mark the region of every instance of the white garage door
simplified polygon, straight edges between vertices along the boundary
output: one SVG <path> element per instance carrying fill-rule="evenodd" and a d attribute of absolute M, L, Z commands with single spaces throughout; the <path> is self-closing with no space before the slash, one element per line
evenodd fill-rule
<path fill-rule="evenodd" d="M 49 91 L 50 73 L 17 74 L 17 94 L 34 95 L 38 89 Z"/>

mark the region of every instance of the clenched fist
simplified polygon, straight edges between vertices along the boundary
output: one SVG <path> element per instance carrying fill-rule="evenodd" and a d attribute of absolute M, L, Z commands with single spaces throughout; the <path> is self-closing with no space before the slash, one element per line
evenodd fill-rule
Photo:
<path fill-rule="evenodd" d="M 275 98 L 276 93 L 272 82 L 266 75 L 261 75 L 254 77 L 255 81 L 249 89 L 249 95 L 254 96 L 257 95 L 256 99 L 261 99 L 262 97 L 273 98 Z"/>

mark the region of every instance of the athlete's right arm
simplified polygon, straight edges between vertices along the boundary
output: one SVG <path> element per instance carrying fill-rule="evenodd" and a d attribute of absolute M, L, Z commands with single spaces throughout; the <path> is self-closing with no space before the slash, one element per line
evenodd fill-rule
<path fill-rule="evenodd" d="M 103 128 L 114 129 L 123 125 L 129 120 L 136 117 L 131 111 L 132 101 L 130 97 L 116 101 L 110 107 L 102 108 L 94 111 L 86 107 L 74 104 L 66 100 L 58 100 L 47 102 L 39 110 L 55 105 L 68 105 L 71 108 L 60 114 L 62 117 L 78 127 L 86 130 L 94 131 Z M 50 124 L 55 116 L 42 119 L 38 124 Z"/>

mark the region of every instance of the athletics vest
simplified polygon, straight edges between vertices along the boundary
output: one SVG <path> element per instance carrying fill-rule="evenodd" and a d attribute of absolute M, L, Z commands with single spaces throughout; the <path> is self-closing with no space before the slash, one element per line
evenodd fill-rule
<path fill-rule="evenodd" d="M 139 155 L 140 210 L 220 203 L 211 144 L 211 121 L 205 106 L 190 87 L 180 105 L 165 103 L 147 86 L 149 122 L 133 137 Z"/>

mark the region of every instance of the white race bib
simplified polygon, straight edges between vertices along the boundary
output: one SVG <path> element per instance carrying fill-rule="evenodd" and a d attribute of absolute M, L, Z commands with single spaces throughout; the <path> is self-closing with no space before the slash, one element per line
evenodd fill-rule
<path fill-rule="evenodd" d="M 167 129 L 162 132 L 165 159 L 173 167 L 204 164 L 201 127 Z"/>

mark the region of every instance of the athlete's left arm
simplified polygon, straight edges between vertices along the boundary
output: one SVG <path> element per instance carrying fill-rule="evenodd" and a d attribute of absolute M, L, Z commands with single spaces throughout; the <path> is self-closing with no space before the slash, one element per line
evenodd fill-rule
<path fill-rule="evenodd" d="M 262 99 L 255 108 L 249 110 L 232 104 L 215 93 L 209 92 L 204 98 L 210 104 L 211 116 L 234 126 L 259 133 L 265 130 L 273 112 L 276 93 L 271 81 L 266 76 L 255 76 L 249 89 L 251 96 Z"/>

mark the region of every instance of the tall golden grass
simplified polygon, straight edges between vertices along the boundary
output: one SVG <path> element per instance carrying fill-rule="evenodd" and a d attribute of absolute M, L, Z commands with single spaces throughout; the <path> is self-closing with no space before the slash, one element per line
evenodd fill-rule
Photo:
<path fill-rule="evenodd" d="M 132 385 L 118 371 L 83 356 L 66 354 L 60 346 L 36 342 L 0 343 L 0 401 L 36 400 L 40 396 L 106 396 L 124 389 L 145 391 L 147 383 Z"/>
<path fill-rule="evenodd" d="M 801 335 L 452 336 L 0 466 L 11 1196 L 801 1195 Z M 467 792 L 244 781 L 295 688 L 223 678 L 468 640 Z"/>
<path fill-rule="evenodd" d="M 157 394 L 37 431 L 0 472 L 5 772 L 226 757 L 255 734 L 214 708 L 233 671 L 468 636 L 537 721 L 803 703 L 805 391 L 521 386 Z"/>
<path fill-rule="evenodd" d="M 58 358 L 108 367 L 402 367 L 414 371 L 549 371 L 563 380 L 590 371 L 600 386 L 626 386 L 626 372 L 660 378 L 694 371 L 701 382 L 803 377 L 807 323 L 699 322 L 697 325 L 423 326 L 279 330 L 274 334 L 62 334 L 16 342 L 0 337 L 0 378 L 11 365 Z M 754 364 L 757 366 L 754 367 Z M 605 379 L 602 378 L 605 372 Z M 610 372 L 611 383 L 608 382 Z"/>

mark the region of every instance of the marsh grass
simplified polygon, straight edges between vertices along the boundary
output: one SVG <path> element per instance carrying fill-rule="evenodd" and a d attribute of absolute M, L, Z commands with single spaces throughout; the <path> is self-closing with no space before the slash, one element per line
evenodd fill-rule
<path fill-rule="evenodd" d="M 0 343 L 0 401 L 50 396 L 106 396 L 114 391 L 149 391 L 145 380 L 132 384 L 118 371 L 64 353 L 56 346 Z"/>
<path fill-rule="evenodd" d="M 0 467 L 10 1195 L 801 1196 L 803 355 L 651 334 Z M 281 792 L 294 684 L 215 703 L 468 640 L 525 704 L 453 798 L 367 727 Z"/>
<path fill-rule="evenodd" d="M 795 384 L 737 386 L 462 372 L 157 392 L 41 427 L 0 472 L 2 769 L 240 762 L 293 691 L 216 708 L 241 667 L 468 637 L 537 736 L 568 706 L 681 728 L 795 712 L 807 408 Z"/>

[Written exercise] Can you copy out the entire listing above, line for line and without a single change?

[Solved problem]
mark the region of every instance of the white garage door
simplified polygon, straight edges between vertices along the boundary
output: one SVG <path> element per instance carrying fill-rule="evenodd" and a d attribute of absolute M, L, Z commands with single spaces throughout; the <path> is self-closing with no space before the slash, one element per line
evenodd fill-rule
<path fill-rule="evenodd" d="M 49 91 L 50 73 L 17 74 L 17 94 L 34 95 L 38 89 Z"/>

mark the region of every instance of the clenched fist
simplified polygon, straight edges between vertices along the boundary
output: one SVG <path> element per instance carrying fill-rule="evenodd" and a d attribute of absolute M, L, Z commands with single spaces throughout; the <path> is self-closing with no space before the slash, one element per line
evenodd fill-rule
Photo:
<path fill-rule="evenodd" d="M 275 98 L 276 93 L 272 82 L 266 75 L 261 75 L 254 77 L 255 81 L 249 89 L 249 95 L 254 96 L 257 95 L 256 99 L 261 99 L 262 97 L 273 98 Z"/>

mark the region of every instance of the athlete's right arm
simplified polygon, straight edges between vertices along the boundary
output: one SVG <path> element per instance carrying fill-rule="evenodd" and a d attribute of absolute M, L, Z commands with single spaces throughout; the <path> is self-closing with no space before the slash, one element per line
evenodd fill-rule
<path fill-rule="evenodd" d="M 103 128 L 114 129 L 123 125 L 129 120 L 136 117 L 131 111 L 132 101 L 130 97 L 116 101 L 110 107 L 102 108 L 94 111 L 86 107 L 74 104 L 66 100 L 58 100 L 47 102 L 39 110 L 55 105 L 68 105 L 71 108 L 60 114 L 62 117 L 78 127 L 86 130 L 94 131 Z M 50 124 L 55 116 L 42 119 L 38 124 Z"/>

mark the region of every instance of the athletics vest
simplified polygon, straight edges between vertices along the boundary
output: one SVG <path> element per instance carrying fill-rule="evenodd" and a d attribute of absolute M, L, Z commands with single spaces throughout; the <path> is self-closing with no space before the slash, one element per line
evenodd fill-rule
<path fill-rule="evenodd" d="M 139 155 L 140 210 L 220 203 L 211 144 L 211 121 L 205 106 L 190 87 L 180 105 L 165 103 L 147 86 L 149 122 L 133 137 Z"/>

mark the region of every instance of the white race bib
simplified polygon, straight edges between vertices along the boundary
output: one SVG <path> element per instance carrying fill-rule="evenodd" and a d attribute of absolute M, L, Z commands with single spaces throughout; the <path> is self-closing with no space before the slash, one element per line
evenodd fill-rule
<path fill-rule="evenodd" d="M 167 129 L 162 132 L 165 159 L 173 167 L 204 164 L 201 127 Z"/>

mark the region of every instance of the athlete's left arm
simplified polygon, straight edges between vertices along the boundary
output: one SVG <path> element per instance carrying fill-rule="evenodd" and a d attribute of absolute M, L, Z commands with single spaces throughout; the <path> is self-closing with no space before the slash, one element per line
evenodd fill-rule
<path fill-rule="evenodd" d="M 262 99 L 255 108 L 249 110 L 232 104 L 215 93 L 209 92 L 204 98 L 210 104 L 211 116 L 234 126 L 259 133 L 265 130 L 273 112 L 276 93 L 271 81 L 266 76 L 255 76 L 249 89 L 251 96 Z"/>

mark the region of every instance of the tall golden grass
simplified polygon, straight edges between vertices along the boundary
output: one SVG <path> element per instance carrying fill-rule="evenodd" and a d attribute of absolute M, L, Z commands with single spaces throughout; the <path> is self-closing with no space before the slash, one element per line
evenodd fill-rule
Photo:
<path fill-rule="evenodd" d="M 132 385 L 118 371 L 83 356 L 66 354 L 60 346 L 36 342 L 0 343 L 0 401 L 36 400 L 40 396 L 106 396 L 124 389 L 145 391 L 147 383 Z"/>
<path fill-rule="evenodd" d="M 801 335 L 452 336 L 0 466 L 11 1196 L 801 1195 Z M 467 792 L 244 781 L 295 688 L 223 678 L 468 640 Z"/>
<path fill-rule="evenodd" d="M 157 394 L 37 431 L 0 472 L 5 772 L 226 757 L 255 734 L 214 708 L 233 671 L 468 636 L 537 721 L 803 703 L 805 391 L 521 386 Z"/>
<path fill-rule="evenodd" d="M 58 358 L 108 367 L 402 367 L 414 371 L 549 371 L 563 380 L 590 371 L 600 386 L 626 386 L 626 372 L 660 378 L 694 371 L 701 382 L 803 377 L 807 323 L 699 322 L 697 325 L 423 326 L 279 330 L 274 334 L 62 334 L 16 342 L 0 337 L 0 378 L 11 365 Z M 754 364 L 757 366 L 754 367 Z M 605 379 L 602 378 L 605 372 Z M 610 372 L 611 383 L 608 382 Z"/>

mark the region of every instance of the marsh grass
simplified polygon, straight edges between vertices along the boundary
output: one SVG <path> element per instance carrying fill-rule="evenodd" and a d attribute of absolute M, L, Z commands with single spaces throughout; the <path> is self-closing with no space before the slash, one element per line
evenodd fill-rule
<path fill-rule="evenodd" d="M 0 343 L 0 401 L 50 396 L 106 396 L 114 391 L 149 391 L 145 380 L 132 384 L 118 371 L 64 353 L 56 346 Z"/>
<path fill-rule="evenodd" d="M 0 467 L 10 1195 L 801 1196 L 803 355 L 651 334 Z M 281 792 L 294 684 L 215 703 L 468 640 L 525 704 L 453 798 L 367 727 Z"/>
<path fill-rule="evenodd" d="M 795 384 L 737 386 L 462 372 L 157 392 L 41 427 L 0 472 L 2 769 L 240 762 L 293 691 L 216 708 L 241 667 L 468 637 L 537 736 L 568 706 L 681 728 L 795 712 L 807 408 Z"/>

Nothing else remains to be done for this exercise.